Stored entries
.....

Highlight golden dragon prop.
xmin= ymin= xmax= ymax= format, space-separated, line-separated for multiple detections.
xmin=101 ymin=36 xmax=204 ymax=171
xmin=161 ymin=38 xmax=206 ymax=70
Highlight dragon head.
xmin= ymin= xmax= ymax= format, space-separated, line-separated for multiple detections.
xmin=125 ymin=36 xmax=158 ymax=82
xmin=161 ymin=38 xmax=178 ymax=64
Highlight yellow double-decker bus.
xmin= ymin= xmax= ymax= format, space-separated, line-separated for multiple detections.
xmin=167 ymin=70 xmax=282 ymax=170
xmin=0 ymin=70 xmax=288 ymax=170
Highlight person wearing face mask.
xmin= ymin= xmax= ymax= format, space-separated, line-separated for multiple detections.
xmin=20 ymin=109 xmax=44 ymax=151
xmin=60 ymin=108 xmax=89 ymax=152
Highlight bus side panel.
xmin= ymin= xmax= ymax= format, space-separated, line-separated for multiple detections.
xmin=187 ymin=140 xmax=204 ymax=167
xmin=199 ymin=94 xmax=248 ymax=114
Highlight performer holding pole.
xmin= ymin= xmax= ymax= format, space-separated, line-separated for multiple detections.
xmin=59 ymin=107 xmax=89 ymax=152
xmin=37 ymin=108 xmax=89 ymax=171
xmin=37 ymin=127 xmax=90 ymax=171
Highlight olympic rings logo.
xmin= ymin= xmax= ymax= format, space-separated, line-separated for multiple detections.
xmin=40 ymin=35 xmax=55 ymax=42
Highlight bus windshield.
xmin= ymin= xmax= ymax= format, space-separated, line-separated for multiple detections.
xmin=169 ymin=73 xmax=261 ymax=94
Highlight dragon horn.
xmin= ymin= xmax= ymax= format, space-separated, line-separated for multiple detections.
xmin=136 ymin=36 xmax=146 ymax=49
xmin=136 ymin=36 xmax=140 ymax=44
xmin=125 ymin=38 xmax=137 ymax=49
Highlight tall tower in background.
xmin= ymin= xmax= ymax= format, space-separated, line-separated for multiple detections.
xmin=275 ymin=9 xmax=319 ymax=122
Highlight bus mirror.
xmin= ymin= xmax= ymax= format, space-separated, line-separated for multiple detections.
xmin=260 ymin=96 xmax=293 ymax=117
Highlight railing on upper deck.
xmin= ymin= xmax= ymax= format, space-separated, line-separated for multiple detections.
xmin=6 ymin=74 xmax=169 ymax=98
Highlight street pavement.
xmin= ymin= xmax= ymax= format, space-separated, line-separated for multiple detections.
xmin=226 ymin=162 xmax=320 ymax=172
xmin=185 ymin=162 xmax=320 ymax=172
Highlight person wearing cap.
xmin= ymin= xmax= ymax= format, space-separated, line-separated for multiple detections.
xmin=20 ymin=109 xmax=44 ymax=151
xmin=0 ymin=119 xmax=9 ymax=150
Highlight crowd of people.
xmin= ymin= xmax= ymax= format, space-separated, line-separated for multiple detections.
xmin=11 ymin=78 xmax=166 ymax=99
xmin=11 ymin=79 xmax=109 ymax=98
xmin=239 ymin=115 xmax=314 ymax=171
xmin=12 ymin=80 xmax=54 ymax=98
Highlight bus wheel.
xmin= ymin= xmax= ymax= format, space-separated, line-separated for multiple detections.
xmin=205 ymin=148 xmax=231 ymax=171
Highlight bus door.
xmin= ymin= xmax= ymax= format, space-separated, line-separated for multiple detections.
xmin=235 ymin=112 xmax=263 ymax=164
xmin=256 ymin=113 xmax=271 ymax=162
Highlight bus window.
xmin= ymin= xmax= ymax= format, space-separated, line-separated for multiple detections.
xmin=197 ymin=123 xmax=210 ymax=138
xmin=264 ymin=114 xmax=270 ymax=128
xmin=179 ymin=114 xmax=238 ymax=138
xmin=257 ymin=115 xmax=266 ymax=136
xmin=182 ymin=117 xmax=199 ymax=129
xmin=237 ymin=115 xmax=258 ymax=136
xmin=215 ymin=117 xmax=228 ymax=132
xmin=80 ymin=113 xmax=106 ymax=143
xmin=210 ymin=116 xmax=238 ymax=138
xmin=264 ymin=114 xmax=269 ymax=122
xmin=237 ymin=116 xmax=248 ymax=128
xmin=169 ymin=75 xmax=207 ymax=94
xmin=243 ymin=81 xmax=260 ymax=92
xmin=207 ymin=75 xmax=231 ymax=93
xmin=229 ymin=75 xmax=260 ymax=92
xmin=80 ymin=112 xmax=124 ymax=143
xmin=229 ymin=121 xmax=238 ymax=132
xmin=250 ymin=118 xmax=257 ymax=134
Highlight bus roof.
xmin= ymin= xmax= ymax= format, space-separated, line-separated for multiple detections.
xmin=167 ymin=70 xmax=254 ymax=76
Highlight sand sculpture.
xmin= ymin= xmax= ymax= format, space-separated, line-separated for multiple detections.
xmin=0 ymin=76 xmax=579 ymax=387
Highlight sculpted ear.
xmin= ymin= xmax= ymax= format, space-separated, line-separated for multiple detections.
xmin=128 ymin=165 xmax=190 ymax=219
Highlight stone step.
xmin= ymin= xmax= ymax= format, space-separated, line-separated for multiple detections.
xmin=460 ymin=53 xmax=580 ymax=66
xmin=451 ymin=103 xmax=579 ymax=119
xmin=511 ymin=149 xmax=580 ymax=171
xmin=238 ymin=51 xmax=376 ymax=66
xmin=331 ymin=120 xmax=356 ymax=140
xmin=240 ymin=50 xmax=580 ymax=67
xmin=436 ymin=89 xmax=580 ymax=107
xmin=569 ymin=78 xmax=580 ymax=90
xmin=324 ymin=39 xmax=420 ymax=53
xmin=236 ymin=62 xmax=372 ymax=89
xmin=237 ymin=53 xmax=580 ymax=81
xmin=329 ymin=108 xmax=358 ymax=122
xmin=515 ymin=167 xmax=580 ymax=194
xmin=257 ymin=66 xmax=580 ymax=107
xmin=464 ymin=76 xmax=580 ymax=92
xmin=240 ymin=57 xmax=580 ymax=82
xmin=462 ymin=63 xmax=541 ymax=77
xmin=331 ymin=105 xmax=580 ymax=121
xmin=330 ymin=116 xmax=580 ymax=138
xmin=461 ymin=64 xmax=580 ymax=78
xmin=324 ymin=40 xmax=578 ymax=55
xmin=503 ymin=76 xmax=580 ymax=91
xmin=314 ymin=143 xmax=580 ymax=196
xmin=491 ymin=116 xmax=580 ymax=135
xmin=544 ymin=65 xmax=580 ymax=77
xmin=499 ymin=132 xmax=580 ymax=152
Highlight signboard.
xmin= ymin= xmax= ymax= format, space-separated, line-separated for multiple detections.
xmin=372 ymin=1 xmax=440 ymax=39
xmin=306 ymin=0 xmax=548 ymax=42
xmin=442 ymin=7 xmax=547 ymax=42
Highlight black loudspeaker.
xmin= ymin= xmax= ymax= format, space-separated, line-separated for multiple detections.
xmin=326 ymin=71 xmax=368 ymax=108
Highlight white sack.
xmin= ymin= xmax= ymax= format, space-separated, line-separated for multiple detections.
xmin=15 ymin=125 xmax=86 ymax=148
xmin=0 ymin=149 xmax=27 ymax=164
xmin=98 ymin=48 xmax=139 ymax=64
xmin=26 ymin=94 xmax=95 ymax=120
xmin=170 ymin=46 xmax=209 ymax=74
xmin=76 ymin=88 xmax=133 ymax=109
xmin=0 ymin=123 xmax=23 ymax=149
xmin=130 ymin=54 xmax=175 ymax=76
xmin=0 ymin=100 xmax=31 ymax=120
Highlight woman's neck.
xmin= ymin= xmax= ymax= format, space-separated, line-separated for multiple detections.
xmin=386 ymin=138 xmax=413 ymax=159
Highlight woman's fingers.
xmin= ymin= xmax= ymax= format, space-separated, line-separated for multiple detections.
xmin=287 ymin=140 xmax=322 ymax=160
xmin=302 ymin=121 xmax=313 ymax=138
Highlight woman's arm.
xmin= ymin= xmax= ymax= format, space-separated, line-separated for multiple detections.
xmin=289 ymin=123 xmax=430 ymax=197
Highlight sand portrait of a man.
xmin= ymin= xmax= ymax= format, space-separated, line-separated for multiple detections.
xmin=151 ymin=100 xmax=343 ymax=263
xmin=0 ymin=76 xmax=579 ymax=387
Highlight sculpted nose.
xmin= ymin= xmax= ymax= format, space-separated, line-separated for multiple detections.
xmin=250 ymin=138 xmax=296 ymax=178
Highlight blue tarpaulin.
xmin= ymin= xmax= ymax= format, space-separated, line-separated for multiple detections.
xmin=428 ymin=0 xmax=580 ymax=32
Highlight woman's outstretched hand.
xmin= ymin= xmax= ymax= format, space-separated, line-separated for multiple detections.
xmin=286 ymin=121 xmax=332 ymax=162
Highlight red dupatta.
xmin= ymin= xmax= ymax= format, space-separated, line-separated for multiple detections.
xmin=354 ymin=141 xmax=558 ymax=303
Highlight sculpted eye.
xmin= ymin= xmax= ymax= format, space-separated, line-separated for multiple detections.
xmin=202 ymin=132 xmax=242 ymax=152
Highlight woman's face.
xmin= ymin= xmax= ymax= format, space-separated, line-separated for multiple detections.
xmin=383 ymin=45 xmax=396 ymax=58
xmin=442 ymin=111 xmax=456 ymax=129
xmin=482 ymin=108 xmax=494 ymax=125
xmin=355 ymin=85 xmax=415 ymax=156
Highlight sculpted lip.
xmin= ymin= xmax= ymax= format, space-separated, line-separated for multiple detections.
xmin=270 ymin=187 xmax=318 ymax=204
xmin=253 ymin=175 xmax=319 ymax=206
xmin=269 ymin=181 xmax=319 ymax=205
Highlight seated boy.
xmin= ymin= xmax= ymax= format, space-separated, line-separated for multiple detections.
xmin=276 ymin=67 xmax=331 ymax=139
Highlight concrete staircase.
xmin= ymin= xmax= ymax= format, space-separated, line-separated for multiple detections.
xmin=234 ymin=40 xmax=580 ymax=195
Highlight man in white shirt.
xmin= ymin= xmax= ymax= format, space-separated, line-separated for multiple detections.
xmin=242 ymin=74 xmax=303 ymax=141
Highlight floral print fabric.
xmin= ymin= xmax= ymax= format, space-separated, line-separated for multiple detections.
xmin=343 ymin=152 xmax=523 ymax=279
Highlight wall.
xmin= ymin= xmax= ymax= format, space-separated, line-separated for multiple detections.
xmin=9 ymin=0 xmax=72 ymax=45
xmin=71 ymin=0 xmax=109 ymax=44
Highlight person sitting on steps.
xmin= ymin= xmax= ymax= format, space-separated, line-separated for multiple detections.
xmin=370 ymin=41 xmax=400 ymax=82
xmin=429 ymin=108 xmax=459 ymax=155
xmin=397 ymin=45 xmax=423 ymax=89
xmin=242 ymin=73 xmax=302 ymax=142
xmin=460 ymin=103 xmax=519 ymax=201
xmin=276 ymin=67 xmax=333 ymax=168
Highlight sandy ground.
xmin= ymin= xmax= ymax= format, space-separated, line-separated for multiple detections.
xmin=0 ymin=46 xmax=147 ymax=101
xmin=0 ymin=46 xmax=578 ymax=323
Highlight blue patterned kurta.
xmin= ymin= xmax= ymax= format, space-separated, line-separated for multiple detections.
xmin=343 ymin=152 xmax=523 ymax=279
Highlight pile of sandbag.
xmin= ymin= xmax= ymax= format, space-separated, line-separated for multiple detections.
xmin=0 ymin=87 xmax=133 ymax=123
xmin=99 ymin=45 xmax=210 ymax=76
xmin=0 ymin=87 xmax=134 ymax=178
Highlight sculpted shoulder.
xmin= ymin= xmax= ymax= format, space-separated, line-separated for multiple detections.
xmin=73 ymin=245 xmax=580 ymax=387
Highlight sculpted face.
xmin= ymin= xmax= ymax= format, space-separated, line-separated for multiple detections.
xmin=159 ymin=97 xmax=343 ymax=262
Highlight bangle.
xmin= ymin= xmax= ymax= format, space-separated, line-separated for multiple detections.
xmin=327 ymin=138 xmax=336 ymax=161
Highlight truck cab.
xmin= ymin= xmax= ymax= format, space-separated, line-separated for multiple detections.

.....

--- What you are asked to do ---
Set down, unchanged, only those lines above that fall between the line with "Highlight bus side panel." and the line with "Highlight dragon horn.", the two end lines included.

--- Result of the exercise ---
Highlight bus side panel.
xmin= ymin= xmax= ymax= format, space-separated, line-separated for multiple detections.
xmin=187 ymin=140 xmax=204 ymax=167
xmin=199 ymin=94 xmax=248 ymax=114
Highlight performer holding pole.
xmin= ymin= xmax= ymax= format, space-separated, line-separated for multiple detections.
xmin=59 ymin=107 xmax=89 ymax=152
xmin=37 ymin=108 xmax=89 ymax=171
xmin=37 ymin=127 xmax=90 ymax=171
Highlight olympic rings logo.
xmin= ymin= xmax= ymax= format, space-separated, line-separated for multiple detections.
xmin=40 ymin=35 xmax=55 ymax=42
Highlight bus windshield.
xmin= ymin= xmax= ymax= format, space-separated, line-separated for multiple detections.
xmin=169 ymin=73 xmax=261 ymax=94
Highlight dragon horn.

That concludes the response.